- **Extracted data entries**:

- - - -

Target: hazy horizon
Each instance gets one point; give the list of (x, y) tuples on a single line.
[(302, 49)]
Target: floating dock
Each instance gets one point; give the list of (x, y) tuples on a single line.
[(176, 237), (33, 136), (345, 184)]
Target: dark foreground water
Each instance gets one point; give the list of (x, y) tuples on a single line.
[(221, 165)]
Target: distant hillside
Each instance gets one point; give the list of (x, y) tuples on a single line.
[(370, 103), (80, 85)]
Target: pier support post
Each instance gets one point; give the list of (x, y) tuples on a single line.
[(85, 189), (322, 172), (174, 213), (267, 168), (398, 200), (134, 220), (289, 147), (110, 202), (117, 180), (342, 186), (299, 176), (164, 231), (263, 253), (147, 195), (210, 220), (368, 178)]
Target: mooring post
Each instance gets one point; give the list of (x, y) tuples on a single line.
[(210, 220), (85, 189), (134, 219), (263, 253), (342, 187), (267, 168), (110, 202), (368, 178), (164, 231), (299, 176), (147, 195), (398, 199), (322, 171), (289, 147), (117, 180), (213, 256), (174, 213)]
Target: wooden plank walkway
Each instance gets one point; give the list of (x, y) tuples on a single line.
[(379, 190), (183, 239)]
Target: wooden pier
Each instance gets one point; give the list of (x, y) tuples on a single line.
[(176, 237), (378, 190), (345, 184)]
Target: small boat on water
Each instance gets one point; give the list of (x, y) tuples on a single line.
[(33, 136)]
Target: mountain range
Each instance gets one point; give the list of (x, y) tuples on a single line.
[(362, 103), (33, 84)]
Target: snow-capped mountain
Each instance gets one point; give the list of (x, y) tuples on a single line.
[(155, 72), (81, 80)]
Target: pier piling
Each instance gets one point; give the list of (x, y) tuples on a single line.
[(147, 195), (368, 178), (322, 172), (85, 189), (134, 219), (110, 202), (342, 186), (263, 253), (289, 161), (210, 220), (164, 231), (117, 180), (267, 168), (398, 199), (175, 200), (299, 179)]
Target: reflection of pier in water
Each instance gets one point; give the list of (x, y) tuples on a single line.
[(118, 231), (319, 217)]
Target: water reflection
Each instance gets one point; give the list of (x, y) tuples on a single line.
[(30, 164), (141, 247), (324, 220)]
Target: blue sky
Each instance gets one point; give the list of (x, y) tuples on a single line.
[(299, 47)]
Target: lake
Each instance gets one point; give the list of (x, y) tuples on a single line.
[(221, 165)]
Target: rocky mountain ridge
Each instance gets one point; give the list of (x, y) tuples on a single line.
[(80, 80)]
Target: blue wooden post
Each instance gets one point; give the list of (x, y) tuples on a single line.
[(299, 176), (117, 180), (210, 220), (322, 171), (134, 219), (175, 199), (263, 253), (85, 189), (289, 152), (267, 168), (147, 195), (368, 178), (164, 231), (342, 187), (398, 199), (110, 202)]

- - - -

- **WORK REQUIRED**: When you reach the end of the data, retype all of it exactly.

- **SOLUTION FOR THIS TASK**:
Target: hazy horizon
Each instance gets one point; give the list of (x, y) tuples on a single line.
[(302, 49)]
Target: floating dock
Each instance gets one point; give the list of (x, y) tuples on a single line.
[(176, 237), (33, 136), (345, 184)]
Target: dark foreground water
Each instance gets one point; give the list of (x, y) tuples on a single line.
[(221, 165)]
Target: distant hillside
Each instance gets one point; give the list of (x, y) tuples on a single line.
[(370, 103), (80, 85)]
Target: pier support post
Each instance gets one point; give the list of (x, y) tuples on a single line.
[(85, 189), (322, 172), (174, 213), (267, 168), (398, 200), (134, 220), (289, 147), (110, 202), (117, 180), (342, 186), (299, 176), (164, 231), (263, 253), (147, 195), (210, 220), (368, 178)]
Target: mooring post
Each instance gets one point; give the list of (x, y) tuples on a single line.
[(210, 220), (85, 189), (134, 219), (263, 253), (342, 187), (267, 168), (110, 202), (368, 178), (164, 231), (299, 176), (147, 195), (398, 199), (322, 171), (289, 147), (117, 180), (213, 256), (174, 213)]
Target: wooden plank walkway
Each instance gets one point; give the list of (x, y) tuples on a single line.
[(379, 190), (183, 239)]
Target: wooden pier
Each instance gets one point; give the list of (x, y) tuples on a single line.
[(176, 237), (378, 190), (345, 184)]
Target: small boat on water
Each instance gets one point; give the list of (x, y) tuples on a single line.
[(33, 136)]
Target: mountain range
Each instance gets one point; give the list of (x, y) tuples on a single line.
[(362, 103), (33, 84)]
Target: snow-capped mountain
Each instance gets one point; give the list of (x, y) tuples on a single line.
[(155, 72), (81, 80)]
Target: pier piling
Each instance gets one point; give the list of (x, y) tuples on a single line.
[(147, 195), (368, 178), (322, 172), (85, 189), (134, 219), (110, 202), (342, 186), (263, 253), (289, 161), (210, 220), (164, 231), (117, 180), (267, 168), (398, 199), (175, 200), (299, 179)]
Target: reflection of pier in water
Each instance gets one point; give the list of (x, y) tuples on a single line.
[(118, 231), (319, 217)]
Target: water reflection
Each instance gets one point; give the list of (x, y) tuples on a single line.
[(30, 164), (141, 247), (324, 220)]
Target: blue sky
Each instance gets one point; give the list of (x, y) tuples on a single line.
[(299, 47)]
Target: lake
Each instance gets one point; give the list of (x, y) tuples on a single line.
[(221, 165)]
Target: rocky mountain ridge
Each instance gets one point; give the list of (x, y) tuples on a single line.
[(80, 80)]
Target: blue wooden post
Each instance gets one point; give the list of (x, y) tuples on a single line.
[(299, 176), (117, 180), (210, 220), (322, 171), (134, 219), (175, 199), (263, 253), (85, 189), (289, 152), (267, 168), (147, 195), (368, 178), (164, 231), (342, 187), (398, 199), (110, 202)]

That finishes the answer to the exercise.